EXERCISE DETAILS: Copy the lines below word for word, keeping everything the same.

[Location labeling records]
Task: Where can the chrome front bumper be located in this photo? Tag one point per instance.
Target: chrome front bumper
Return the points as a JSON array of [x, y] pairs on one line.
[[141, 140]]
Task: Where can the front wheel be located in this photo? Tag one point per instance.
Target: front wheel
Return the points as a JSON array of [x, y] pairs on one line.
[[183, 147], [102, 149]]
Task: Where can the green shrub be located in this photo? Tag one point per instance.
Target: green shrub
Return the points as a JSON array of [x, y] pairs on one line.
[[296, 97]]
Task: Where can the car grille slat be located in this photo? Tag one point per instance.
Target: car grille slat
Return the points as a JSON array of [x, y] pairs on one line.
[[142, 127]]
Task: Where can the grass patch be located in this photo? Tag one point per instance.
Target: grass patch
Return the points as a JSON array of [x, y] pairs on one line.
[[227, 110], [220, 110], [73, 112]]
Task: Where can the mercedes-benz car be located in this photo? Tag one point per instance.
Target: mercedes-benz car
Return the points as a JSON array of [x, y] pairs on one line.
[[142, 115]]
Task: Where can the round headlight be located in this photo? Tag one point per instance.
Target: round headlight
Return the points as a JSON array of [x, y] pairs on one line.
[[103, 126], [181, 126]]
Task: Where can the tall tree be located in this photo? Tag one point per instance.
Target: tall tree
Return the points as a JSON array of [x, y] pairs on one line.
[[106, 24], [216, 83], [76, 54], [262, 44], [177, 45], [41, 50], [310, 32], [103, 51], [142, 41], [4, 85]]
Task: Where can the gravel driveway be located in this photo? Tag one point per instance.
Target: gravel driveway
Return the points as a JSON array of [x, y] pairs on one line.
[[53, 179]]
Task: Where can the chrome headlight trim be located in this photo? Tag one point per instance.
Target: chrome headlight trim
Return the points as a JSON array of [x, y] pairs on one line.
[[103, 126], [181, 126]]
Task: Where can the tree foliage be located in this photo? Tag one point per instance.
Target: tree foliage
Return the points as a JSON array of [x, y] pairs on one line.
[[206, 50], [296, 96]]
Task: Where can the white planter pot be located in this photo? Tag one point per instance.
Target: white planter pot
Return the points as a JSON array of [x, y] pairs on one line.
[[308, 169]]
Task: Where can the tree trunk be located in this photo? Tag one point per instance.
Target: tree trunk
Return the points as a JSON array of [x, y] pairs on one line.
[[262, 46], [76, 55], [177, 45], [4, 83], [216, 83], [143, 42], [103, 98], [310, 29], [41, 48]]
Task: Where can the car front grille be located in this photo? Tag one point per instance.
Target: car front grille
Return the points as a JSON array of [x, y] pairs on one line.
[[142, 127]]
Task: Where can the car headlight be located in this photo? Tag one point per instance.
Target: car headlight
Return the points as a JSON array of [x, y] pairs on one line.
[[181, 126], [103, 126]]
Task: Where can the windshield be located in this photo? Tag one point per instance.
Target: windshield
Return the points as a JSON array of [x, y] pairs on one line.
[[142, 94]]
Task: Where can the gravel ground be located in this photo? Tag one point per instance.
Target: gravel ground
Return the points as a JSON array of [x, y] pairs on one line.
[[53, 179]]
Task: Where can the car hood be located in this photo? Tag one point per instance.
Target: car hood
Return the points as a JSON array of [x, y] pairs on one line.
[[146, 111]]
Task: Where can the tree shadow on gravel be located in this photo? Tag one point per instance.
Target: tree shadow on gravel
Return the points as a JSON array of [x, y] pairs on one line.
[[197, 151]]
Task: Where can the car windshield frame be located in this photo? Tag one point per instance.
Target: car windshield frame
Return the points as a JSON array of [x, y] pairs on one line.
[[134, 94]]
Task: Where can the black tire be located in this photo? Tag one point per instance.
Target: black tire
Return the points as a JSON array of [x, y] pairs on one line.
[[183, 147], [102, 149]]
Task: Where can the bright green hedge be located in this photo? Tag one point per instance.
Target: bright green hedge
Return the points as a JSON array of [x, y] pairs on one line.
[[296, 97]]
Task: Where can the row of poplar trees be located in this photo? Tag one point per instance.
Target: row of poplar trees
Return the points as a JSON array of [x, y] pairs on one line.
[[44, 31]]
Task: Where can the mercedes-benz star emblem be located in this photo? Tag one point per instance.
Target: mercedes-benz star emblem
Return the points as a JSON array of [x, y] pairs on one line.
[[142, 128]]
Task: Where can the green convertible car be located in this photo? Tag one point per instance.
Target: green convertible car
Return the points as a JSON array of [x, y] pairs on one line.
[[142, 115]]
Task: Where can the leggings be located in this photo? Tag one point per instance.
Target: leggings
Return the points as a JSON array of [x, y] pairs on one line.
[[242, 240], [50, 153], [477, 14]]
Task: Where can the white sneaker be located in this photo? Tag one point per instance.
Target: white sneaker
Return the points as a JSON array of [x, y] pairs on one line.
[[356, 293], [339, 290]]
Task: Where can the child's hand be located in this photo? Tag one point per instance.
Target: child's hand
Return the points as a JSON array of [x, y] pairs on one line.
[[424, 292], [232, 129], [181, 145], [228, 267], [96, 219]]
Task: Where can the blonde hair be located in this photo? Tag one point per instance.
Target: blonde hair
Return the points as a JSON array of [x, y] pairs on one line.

EXERCISE OUTPUT:
Task: Where can the chrome front bumper be located in this photo? Tag one point per instance.
Target: chrome front bumper
Return the points as a JSON array of [x, y] pairs on one line.
[[141, 140]]
Task: Where can the front wheel be located in this photo? Tag one point per instance.
Target: front wheel
Return the points as a JSON array of [x, y] pairs on one line.
[[183, 147], [102, 149]]
Task: Where can the green shrub be located in this photo? Tag one point per instance.
Target: green shrub
Return the points as a JSON array of [x, y] pairs on one line.
[[296, 97]]
Task: Where can the car grille slat be located in this photo? Tag one point per instance.
Target: car grille slat
Return the points as a JSON array of [x, y] pairs on one line.
[[142, 127]]
Task: Where can the grass patch be located in this photo? Tag one point per instance.
Target: grass patch
Return the points as a JSON array of [x, y] pairs on one line.
[[227, 110], [220, 110], [73, 112]]
Task: Where can the mercedes-benz car be located in this photo? Tag one point per instance.
Target: mercedes-benz car
Return the points as a JSON array of [x, y] pairs on one line.
[[142, 115]]
Task: Where can the round headlight be located in this photo? Tag one point per instance.
Target: round headlight
Return the points as a JSON array of [x, y] pairs on one line.
[[103, 126], [181, 126]]
Task: Where can the tall tree be located in this photo? Tag one point per instance.
Target: tall tree
Return the points as a JSON array of [x, y] pairs on one line.
[[106, 24], [216, 83], [76, 54], [262, 44], [177, 45], [41, 50], [310, 32], [103, 51], [142, 41], [4, 85]]
Task: Where can the gravel driveway be located in this photo? Tag one point per instance.
Target: gravel driveway
Return the points as a JSON array of [x, y] pairs on one line.
[[53, 179]]
Task: Where can the chrome headlight trim be located in this photo? Tag one point per instance.
Target: chrome headlight trim
Return the points as a JSON array of [x, y] pairs on one line.
[[103, 126], [181, 126]]
Task: Where can the tree foliage be located in this photo? Tag one point per instance.
Target: tree foliage
Return the points as a JSON array of [x, y] pairs on one line.
[[206, 50], [296, 96]]
Task: Where can the white planter pot be located in this photo? Tag one point per instance.
Target: white planter pot
Return the points as a JSON array of [x, y] pairs on one line.
[[308, 169]]
Task: Where can the tree trunk be located in this photo? Tag one point per instance.
Target: tree trunk
Return the points as a JSON array of [x, y] pairs on one line.
[[262, 46], [76, 55], [177, 45], [4, 83], [216, 83], [143, 42], [103, 98], [310, 29], [41, 48]]
Task: Where can the car front grille be located in this photo? Tag one point per instance.
Target: car front grille
Return the points as a JSON array of [x, y] pairs on one line.
[[142, 127]]
Task: Where can the car headlight be located in this photo? Tag one point per instance.
Target: car headlight
Return the points as a JSON array of [x, y] pairs on one line.
[[181, 126], [103, 126]]
Task: Where can the windshield be located in this photo? Tag one point per instance.
Target: windshield
Return the points as a JSON array of [x, y] pairs on one line.
[[142, 94]]
Task: Where can the gravel ground be located in this photo? Tag one point per instance.
Target: gravel ground
Return the points as a JSON array of [x, y] pairs on one line.
[[53, 179]]
Task: Where can the car hood be located in this photo? Tag one point per instance.
Target: car hood
Return the points as a JSON array of [x, y] pairs on one line.
[[146, 111]]
Task: Where can the tree shadow on gravel be located in this photo? Tag one point per instance.
Target: tree shadow on gravel
Return the points as a JSON array of [x, y] pairs on one line.
[[197, 151]]
Task: Where can the car windshield frame be located in this photo? Tag one point per instance.
Target: car windshield frame
Return the points as a JSON array of [x, y] pairs on one line.
[[134, 94]]
Task: Where can the black tire be located in this photo? Tag one point per instance.
Target: black tire
Return the points as a JSON array of [x, y] pairs on one line.
[[183, 147], [102, 149]]
Task: Where can the bright green hedge be located in this photo? Tag one point per instance.
Target: bright green hedge
Return the points as a JSON array of [x, y] pairs on one line.
[[296, 97]]
Task: Where can the row of poplar trees be located in this photo? Tag one point per instance.
Target: row of poplar trees
Return the points as a JSON array of [x, y] pairs on one line.
[[44, 31]]
Task: Where can the mercedes-benz star emblem be located in this photo? Tag one point per instance.
Target: mercedes-benz star emblem
Return the points as a JSON array of [x, y] pairs on one line.
[[142, 128]]
Task: Where can the green convertible car be located in this photo? Tag one point per instance.
Target: green convertible car
Return the points as a JSON array of [x, y] pairs on one line.
[[142, 115]]
Task: Where can the leggings be located in this photo? Tag one point per instance.
Target: leggings
Return the points as a JSON array of [x, y] pairs on one line.
[[242, 240], [50, 153], [477, 14]]
Task: Where can the white sneaker be located in this photo? Tag one point per instance.
Target: white sneaker
Return the points as a JSON array of [x, y] pairs on one line.
[[356, 293], [339, 290]]
Task: Where can the child's hand be located in this photo? Tag one point per instance.
Target: child's hand
Return the points as a JSON array of [x, y] pairs on one line.
[[424, 292], [232, 129], [181, 145], [228, 267], [96, 219]]
Task: Where can the blonde hair be located in this photo? Tag one point per instance.
Target: blonde hair
Return the points as a JSON array of [x, y] pairs on one line.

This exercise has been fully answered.